• **WORK INSTRUCTIONS**:
Print everything below, word for word, from the line containing "at the lake" down through the end of the entries, including both that line and the final one.

• **GIVEN ENTRIES**:
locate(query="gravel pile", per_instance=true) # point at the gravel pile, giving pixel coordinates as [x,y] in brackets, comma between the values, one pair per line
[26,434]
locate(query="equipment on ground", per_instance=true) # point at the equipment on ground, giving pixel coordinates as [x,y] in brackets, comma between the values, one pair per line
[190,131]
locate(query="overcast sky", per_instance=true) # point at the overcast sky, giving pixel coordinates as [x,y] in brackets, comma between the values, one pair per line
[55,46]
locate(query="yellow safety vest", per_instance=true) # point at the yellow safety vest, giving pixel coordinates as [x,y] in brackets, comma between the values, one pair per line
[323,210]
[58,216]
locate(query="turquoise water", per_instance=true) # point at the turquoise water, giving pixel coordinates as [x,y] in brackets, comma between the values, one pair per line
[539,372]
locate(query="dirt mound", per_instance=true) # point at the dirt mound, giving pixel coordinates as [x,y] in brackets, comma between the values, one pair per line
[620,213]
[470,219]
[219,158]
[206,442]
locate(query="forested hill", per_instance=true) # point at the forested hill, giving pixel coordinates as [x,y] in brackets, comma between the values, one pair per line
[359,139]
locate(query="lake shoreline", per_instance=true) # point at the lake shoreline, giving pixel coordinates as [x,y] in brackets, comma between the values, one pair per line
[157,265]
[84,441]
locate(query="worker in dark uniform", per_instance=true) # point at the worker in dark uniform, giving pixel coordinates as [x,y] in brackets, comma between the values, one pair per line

• **SOLUTION TO THIS EXERCISE**:
locate(query="lake shoreline", per_instance=true) # point at the lake shoreline, giving pixel coordinates as [x,y] in brackets, comma between the values, one pair per line
[157,265]
[84,441]
locate(query="worker in dark uniform", per_instance=true) # point at the worker in dark uniform, giving pixel coordinates as [x,y] in brackets, comma between the values, one pair per line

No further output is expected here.